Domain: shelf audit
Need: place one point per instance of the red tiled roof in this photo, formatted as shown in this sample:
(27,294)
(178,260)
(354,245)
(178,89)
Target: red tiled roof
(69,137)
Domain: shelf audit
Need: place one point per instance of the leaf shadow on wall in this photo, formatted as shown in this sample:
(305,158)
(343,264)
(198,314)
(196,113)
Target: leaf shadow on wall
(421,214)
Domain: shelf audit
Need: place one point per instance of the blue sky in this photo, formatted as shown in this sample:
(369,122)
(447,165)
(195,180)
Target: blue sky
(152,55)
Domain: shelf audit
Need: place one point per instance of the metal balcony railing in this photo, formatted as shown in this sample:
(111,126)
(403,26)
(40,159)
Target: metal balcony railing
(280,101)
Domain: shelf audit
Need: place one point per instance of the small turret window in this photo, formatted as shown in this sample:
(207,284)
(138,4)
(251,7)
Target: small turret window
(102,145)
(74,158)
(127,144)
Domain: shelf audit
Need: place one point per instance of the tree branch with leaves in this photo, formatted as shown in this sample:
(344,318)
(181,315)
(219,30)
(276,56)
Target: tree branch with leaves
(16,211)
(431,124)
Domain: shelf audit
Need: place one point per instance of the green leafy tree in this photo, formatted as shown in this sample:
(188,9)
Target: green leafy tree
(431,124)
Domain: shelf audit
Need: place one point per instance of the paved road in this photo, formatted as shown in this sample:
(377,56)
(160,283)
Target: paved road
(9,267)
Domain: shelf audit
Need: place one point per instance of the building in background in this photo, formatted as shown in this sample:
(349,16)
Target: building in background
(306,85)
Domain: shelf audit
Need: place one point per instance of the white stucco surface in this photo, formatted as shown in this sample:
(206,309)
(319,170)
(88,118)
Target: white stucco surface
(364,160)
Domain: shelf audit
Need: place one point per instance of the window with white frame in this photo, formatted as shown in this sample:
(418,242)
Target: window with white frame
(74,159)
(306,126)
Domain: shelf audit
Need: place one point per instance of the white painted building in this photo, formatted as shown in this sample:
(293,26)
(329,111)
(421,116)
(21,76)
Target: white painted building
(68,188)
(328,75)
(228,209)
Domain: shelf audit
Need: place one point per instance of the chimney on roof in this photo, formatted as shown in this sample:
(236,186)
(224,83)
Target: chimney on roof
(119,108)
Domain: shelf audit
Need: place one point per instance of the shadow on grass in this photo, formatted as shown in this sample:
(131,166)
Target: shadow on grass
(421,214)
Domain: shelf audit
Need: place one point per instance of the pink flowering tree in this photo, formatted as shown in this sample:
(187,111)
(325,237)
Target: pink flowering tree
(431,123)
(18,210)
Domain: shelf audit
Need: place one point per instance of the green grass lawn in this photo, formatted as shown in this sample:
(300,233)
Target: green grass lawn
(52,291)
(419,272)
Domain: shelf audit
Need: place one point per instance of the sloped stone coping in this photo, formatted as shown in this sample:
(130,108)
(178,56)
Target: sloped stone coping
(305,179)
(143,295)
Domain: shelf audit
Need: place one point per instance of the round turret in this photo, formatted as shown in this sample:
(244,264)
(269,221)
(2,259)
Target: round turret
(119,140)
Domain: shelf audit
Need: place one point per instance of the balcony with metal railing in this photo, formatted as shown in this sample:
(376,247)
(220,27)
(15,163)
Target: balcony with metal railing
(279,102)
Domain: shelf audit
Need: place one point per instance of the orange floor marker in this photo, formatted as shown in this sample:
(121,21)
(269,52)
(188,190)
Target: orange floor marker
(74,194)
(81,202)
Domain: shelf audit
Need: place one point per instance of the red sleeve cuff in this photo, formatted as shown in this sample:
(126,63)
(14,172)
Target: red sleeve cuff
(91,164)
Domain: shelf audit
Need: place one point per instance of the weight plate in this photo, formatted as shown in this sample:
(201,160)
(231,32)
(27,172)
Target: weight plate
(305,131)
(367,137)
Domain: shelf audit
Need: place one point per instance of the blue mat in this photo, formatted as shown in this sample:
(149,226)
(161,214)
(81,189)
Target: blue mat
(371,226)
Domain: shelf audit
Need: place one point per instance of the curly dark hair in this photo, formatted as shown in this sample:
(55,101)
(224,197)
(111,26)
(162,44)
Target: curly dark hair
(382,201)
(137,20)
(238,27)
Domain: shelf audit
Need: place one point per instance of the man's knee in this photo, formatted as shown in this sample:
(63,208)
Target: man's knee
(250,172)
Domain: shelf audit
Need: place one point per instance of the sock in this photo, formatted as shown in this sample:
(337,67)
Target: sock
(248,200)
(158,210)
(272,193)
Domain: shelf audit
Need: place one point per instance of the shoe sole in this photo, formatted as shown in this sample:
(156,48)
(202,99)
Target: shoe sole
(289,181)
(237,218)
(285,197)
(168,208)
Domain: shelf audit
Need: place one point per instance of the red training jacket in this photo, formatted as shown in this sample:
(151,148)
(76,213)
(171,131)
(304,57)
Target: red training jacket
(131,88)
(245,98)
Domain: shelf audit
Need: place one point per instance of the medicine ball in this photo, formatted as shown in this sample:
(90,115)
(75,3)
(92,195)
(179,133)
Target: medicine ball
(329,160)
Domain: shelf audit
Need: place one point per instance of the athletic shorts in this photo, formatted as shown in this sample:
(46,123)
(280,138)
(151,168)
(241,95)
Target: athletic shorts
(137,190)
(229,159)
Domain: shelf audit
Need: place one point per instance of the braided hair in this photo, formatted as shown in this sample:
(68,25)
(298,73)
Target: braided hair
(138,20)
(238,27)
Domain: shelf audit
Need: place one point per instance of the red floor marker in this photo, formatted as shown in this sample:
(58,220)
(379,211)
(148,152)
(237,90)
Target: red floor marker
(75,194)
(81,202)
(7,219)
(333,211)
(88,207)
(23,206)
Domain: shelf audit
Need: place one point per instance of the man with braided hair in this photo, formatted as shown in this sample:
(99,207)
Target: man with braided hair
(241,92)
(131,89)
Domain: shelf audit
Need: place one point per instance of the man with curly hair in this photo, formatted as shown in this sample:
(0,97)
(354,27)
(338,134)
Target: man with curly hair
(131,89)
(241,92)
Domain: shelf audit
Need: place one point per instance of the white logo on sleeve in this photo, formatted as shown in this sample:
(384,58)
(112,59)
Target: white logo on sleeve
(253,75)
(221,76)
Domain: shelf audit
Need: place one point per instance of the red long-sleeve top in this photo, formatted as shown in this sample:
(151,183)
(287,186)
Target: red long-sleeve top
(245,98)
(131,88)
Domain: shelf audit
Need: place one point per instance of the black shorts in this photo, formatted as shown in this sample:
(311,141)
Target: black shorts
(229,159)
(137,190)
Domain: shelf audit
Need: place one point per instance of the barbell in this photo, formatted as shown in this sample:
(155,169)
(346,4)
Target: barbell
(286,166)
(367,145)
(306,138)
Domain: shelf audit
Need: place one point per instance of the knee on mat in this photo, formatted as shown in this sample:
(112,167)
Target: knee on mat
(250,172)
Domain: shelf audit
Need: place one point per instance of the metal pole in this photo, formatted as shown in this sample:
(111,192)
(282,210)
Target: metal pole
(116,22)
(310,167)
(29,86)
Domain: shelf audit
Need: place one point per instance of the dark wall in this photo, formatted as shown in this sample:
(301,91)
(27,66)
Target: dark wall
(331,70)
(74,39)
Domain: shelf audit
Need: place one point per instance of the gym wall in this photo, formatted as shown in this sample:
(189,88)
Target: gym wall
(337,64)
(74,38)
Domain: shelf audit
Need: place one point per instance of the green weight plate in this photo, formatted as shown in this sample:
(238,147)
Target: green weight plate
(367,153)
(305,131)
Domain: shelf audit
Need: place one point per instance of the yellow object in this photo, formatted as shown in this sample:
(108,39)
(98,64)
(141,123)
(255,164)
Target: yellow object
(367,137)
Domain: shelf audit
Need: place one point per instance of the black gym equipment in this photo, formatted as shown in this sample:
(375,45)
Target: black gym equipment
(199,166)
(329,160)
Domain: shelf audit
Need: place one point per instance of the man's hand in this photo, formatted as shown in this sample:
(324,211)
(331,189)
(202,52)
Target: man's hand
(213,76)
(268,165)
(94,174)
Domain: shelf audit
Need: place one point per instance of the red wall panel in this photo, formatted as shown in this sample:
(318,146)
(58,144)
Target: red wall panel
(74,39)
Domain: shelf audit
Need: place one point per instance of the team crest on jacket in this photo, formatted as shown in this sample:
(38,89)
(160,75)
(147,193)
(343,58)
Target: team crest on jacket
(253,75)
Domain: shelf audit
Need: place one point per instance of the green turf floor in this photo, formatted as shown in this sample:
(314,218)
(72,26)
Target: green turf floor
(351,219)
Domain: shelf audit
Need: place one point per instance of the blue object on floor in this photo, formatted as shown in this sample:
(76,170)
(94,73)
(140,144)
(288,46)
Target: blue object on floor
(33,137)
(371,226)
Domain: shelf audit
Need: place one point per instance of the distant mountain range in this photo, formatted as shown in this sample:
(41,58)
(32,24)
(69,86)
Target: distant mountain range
+++
:: Problem ::
Wherever a line holds the word "mountain", copy that line out of the entries above.

:: The completed task ::
Need: place one point per instance of the distant mountain range in this photo, formatted as shown in this sample:
Target: distant mountain range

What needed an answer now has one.